- _Provided records_

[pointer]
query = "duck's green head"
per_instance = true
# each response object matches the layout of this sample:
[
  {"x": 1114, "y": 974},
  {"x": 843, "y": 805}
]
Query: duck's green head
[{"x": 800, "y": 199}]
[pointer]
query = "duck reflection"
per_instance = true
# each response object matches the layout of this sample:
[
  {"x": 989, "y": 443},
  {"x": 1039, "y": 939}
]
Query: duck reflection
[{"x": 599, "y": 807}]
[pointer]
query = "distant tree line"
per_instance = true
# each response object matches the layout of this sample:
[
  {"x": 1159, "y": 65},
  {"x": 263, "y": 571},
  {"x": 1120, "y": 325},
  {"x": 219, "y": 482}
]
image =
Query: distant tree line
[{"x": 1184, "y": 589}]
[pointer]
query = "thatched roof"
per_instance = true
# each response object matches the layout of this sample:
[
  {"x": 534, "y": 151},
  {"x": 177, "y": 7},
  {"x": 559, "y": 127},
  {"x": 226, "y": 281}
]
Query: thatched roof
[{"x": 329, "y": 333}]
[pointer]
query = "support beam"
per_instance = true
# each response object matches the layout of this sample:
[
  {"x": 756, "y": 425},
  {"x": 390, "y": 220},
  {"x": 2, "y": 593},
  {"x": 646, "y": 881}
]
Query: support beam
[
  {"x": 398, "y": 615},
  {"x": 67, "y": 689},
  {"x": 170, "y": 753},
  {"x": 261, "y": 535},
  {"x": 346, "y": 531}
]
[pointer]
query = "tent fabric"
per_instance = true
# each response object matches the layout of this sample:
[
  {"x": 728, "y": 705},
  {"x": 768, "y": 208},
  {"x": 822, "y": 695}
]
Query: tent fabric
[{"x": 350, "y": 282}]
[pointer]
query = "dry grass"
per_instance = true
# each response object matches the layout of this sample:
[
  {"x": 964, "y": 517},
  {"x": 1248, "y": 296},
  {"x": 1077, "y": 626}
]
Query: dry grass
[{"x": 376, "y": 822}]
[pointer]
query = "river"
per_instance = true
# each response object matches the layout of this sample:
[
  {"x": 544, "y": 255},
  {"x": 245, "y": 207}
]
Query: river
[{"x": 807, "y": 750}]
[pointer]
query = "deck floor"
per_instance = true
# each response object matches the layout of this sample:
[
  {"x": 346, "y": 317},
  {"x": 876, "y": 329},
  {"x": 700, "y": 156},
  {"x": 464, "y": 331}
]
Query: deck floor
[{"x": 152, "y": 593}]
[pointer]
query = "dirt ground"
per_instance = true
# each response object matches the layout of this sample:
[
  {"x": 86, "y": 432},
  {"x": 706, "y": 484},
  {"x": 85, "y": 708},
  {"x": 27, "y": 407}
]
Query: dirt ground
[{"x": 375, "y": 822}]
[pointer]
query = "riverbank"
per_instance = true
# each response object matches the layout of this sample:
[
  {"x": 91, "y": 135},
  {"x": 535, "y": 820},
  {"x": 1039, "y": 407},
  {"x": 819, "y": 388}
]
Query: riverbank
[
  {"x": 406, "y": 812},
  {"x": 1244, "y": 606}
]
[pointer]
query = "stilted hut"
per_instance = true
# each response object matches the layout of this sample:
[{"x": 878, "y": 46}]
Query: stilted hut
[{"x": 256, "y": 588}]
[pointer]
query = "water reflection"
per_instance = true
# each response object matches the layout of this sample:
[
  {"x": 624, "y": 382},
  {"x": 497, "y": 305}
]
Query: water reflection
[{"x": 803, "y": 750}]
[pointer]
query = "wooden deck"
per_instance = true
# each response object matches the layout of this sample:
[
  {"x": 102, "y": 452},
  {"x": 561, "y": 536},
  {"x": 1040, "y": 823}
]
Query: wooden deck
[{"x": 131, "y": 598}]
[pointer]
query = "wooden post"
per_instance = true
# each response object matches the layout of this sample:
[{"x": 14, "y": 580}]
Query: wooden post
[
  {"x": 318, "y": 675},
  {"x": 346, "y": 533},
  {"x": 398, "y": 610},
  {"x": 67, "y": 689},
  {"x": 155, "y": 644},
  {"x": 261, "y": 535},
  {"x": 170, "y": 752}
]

- _Prompt_
Extract each entry in full and write it down exactly.

- _Output for this task_
[pointer]
query = "duck's green head"
per_instance = true
# each response object matches the layout of this sample:
[
  {"x": 1114, "y": 974},
  {"x": 843, "y": 805}
]
Query: duck's green head
[{"x": 800, "y": 199}]
[pointer]
query = "duck reflection"
per_instance = true
# each response object matches the layout of this sample:
[
  {"x": 989, "y": 443},
  {"x": 1039, "y": 939}
]
Query: duck reflection
[{"x": 599, "y": 807}]
[pointer]
query = "distant tree line"
per_instance = true
# each response object matches the layout of this sample:
[
  {"x": 1159, "y": 65},
  {"x": 263, "y": 571},
  {"x": 1120, "y": 325},
  {"x": 219, "y": 482}
]
image =
Query: distant tree line
[{"x": 1184, "y": 589}]
[pointer]
query = "thatched roof"
per_instance = true
# each response object matches the layout of this sample:
[
  {"x": 534, "y": 151},
  {"x": 177, "y": 7},
  {"x": 559, "y": 127},
  {"x": 226, "y": 281}
]
Query: thatched roof
[{"x": 329, "y": 333}]
[pointer]
query = "support beam"
per_instance = true
# each response object matches the layout of this sample:
[
  {"x": 756, "y": 425},
  {"x": 390, "y": 220},
  {"x": 2, "y": 593},
  {"x": 646, "y": 881}
]
Query: support beam
[
  {"x": 398, "y": 615},
  {"x": 67, "y": 689},
  {"x": 170, "y": 753},
  {"x": 261, "y": 535},
  {"x": 346, "y": 531}
]
[pointer]
query = "tent fabric"
per_instance = true
# each response object matches the layout of this sample:
[
  {"x": 728, "y": 705},
  {"x": 768, "y": 208},
  {"x": 822, "y": 695}
]
Query: tent fabric
[{"x": 350, "y": 282}]
[pointer]
query = "dry grass"
per_instance = true
# each response object matches the layout of this sample:
[
  {"x": 964, "y": 517},
  {"x": 1248, "y": 296},
  {"x": 1077, "y": 626}
]
Query: dry grass
[{"x": 376, "y": 822}]
[pointer]
query = "river"
per_instance = true
# each response object matches the layout of this sample:
[
  {"x": 544, "y": 255},
  {"x": 245, "y": 207}
]
Query: river
[{"x": 807, "y": 750}]
[pointer]
query = "deck floor"
per_instance = true
# each response object matches the layout of this sample:
[
  {"x": 346, "y": 317},
  {"x": 876, "y": 329},
  {"x": 700, "y": 156},
  {"x": 464, "y": 331}
]
Query: deck floor
[{"x": 152, "y": 593}]
[pointer]
query = "dirt ground"
per_instance = true
# each response object matches the layout of this sample:
[
  {"x": 86, "y": 432},
  {"x": 706, "y": 484},
  {"x": 85, "y": 708},
  {"x": 27, "y": 407}
]
Query: dirt ground
[{"x": 375, "y": 822}]
[pointer]
query = "riverbank"
per_instance = true
# each response object matches the layout of this sample:
[
  {"x": 91, "y": 135},
  {"x": 535, "y": 820},
  {"x": 1039, "y": 407},
  {"x": 819, "y": 388}
]
Query: riverbank
[
  {"x": 406, "y": 812},
  {"x": 1244, "y": 606}
]
[pointer]
query = "stilted hut"
per_instance = true
# each response object matches the layout of this sample:
[{"x": 878, "y": 46}]
Query: stilted hut
[{"x": 256, "y": 588}]
[pointer]
query = "water reflection"
per_instance = true
# each response object matches the layout of this sample:
[
  {"x": 624, "y": 382},
  {"x": 497, "y": 305}
]
Query: water reflection
[{"x": 803, "y": 750}]
[pointer]
query = "wooden deck"
per_instance = true
# each response object matches the layout of this sample:
[
  {"x": 102, "y": 452},
  {"x": 561, "y": 536},
  {"x": 1040, "y": 823}
]
Query: wooden deck
[{"x": 131, "y": 598}]
[pointer]
query = "wooden post"
per_instance = true
# each response object matches the layout of this sample:
[{"x": 14, "y": 580}]
Query: wooden post
[
  {"x": 318, "y": 675},
  {"x": 346, "y": 533},
  {"x": 398, "y": 610},
  {"x": 67, "y": 689},
  {"x": 155, "y": 644},
  {"x": 261, "y": 535},
  {"x": 170, "y": 752}
]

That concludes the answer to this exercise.